GIVEN INSTRUCTION — Present every line of the entries below as a Markdown table with the columns "Row" and "Line", numbering the rows in order and leaving out blank lines.

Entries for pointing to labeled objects

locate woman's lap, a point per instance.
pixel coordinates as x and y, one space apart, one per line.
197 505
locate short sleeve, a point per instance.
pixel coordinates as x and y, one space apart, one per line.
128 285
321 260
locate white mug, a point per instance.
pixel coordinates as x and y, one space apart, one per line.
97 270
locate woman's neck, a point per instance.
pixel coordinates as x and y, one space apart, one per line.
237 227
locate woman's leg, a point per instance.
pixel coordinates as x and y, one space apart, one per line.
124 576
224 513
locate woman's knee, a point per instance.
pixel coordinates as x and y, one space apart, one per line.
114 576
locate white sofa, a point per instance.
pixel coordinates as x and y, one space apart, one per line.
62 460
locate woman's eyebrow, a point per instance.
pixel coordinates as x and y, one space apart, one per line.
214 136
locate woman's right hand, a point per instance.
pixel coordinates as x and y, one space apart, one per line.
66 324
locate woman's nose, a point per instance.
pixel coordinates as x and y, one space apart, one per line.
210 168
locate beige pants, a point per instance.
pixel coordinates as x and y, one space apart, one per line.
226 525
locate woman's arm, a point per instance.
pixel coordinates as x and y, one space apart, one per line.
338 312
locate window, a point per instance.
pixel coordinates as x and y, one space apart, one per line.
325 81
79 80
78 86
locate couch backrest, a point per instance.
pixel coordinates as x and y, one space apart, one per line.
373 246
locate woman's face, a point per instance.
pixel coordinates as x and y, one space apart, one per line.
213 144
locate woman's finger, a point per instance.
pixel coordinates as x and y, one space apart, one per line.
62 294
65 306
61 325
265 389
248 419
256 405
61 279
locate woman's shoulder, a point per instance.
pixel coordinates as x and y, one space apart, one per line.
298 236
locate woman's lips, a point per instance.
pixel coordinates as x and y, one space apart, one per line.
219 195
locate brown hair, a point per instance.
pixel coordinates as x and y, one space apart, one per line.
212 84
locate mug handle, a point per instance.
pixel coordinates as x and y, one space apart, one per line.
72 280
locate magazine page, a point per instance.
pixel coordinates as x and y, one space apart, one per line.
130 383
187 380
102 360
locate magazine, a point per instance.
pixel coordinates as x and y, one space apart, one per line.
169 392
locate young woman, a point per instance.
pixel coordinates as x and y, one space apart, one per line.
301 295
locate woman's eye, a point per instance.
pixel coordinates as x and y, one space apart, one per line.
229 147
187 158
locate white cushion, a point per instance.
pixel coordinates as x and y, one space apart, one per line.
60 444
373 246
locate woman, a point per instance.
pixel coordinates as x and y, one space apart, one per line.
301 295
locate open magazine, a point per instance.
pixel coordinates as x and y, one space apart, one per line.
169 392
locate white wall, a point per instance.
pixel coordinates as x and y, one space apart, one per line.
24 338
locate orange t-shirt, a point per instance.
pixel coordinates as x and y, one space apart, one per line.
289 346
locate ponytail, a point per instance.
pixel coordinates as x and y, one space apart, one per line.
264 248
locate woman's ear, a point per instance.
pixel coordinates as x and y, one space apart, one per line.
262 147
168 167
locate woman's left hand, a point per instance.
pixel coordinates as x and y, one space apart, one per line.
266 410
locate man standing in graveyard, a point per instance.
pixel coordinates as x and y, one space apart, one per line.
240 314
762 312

COMPLETE OUTPUT —
| Row | Line |
|---|---|
| 1 | locate woman's lap, a point per instance. |
| 2 | pixel coordinates as x and y, one space apart, one per line. |
| 3 | 197 505 |
| 4 | locate short sleeve, a point per instance. |
| 5 | pixel coordinates as x and y, one space apart, one per line. |
| 6 | 128 285 |
| 7 | 321 260 |
| 8 | locate white mug, a point per instance. |
| 9 | pixel coordinates as x and y, one space apart, one per line. |
| 10 | 97 270 |
| 11 | locate woman's neck, a point per instance. |
| 12 | pixel coordinates as x and y, one space apart, one per line. |
| 13 | 237 227 |
| 14 | locate woman's leg, a point per instance. |
| 15 | pixel coordinates as x and y, one space apart, one per line. |
| 16 | 124 576 |
| 17 | 224 513 |
| 18 | locate woman's knee, a point per instance. |
| 19 | pixel coordinates as x and y, one space apart, one per line. |
| 20 | 114 576 |
| 21 | locate white sofa, a point per instance. |
| 22 | pixel coordinates as x and y, one space apart, one per line. |
| 23 | 62 460 |
| 24 | locate woman's eyebrow, a point per instance. |
| 25 | pixel coordinates as x and y, one space apart, one per line. |
| 26 | 214 136 |
| 27 | locate woman's right hand, a point per instance. |
| 28 | pixel coordinates as x and y, one space apart, one per line. |
| 29 | 66 324 |
| 30 | locate woman's nose, a point per instance. |
| 31 | pixel coordinates as x and y, one space apart, one per line. |
| 32 | 210 168 |
| 33 | locate beige pants, a point per instance. |
| 34 | pixel coordinates as x and y, one space apart, one per line. |
| 35 | 226 525 |
| 36 | locate woman's arm, a point per instance. |
| 37 | pixel coordinates as x and y, one space apart, one per line. |
| 38 | 338 312 |
| 39 | locate window, a point per instance. |
| 40 | pixel coordinates as x and y, one space apart, one per line. |
| 41 | 325 81 |
| 42 | 79 80 |
| 43 | 78 86 |
| 44 | locate couch backrest, a point per instance. |
| 45 | pixel coordinates as x and y, one space apart, one per line. |
| 46 | 373 246 |
| 47 | locate woman's face, a point per instance. |
| 48 | pixel coordinates as x and y, one space apart, one per line. |
| 49 | 213 144 |
| 50 | locate woman's finger, a point per instance. |
| 51 | pixel coordinates as x and y, one space apart, one per line. |
| 52 | 62 294 |
| 53 | 65 306 |
| 54 | 61 325 |
| 55 | 265 389 |
| 56 | 248 419 |
| 57 | 256 405 |
| 58 | 61 279 |
| 59 | locate woman's shoulder, a point per instance. |
| 60 | pixel coordinates as x and y, one space apart, one per line. |
| 61 | 298 236 |
| 62 | locate woman's lips, a point per instance. |
| 63 | pixel coordinates as x and y, one space apart, one per line. |
| 64 | 219 195 |
| 65 | locate brown hair, a point per instance. |
| 66 | pixel coordinates as x and y, one space apart, one per line. |
| 67 | 212 84 |
| 68 | locate mug handle, a point per instance. |
| 69 | pixel coordinates as x and y, one space apart, one per line. |
| 70 | 72 280 |
| 71 | locate magazine page, a point per instance. |
| 72 | pixel coordinates as x and y, one space apart, one per line. |
| 73 | 130 383 |
| 74 | 187 380 |
| 75 | 102 360 |
| 76 | locate magazine, a point per instance. |
| 77 | pixel coordinates as x and y, one space apart, one per line. |
| 78 | 169 392 |
| 79 | locate young woman, a point per instance. |
| 80 | pixel coordinates as x and y, one space apart, one per line. |
| 81 | 301 295 |
| 82 | locate woman's eye, a point per instance. |
| 83 | pixel coordinates as x and y, one space apart, one per line. |
| 84 | 229 147 |
| 85 | 187 158 |
| 86 | locate white cushion, a point per instance. |
| 87 | pixel coordinates as x and y, one space apart, one per line. |
| 88 | 60 444 |
| 89 | 373 246 |
| 90 | locate woman, a point per instance. |
| 91 | pixel coordinates as x and y, one space apart, one per line. |
| 92 | 301 295 |
| 93 | locate open magazine, a point per instance. |
| 94 | pixel coordinates as x and y, one space apart, one per line. |
| 95 | 169 392 |
| 96 | locate white wall, a point per instance. |
| 97 | pixel coordinates as x and y, one space apart, one per line. |
| 98 | 24 338 |
| 99 | locate orange t-shirt, a point per instance. |
| 100 | pixel coordinates as x and y, one space apart, one per line. |
| 101 | 289 346 |
| 102 | locate ponytail, a point per instance. |
| 103 | pixel coordinates as x and y, one space apart, one per line. |
| 104 | 264 248 |
| 105 | locate woman's ear, a point per instance. |
| 106 | pixel coordinates as x and y, one space apart, one per line. |
| 107 | 262 147 |
| 108 | 168 167 |
| 109 | locate woman's left hand, a point per instance. |
| 110 | pixel coordinates as x and y, one space apart, one per line. |
| 111 | 266 410 |
| 112 | locate man standing in graveyard, a point per instance. |
| 113 | pixel coordinates as x and y, one space apart, one per line. |
| 114 | 240 314 |
| 115 | 762 312 |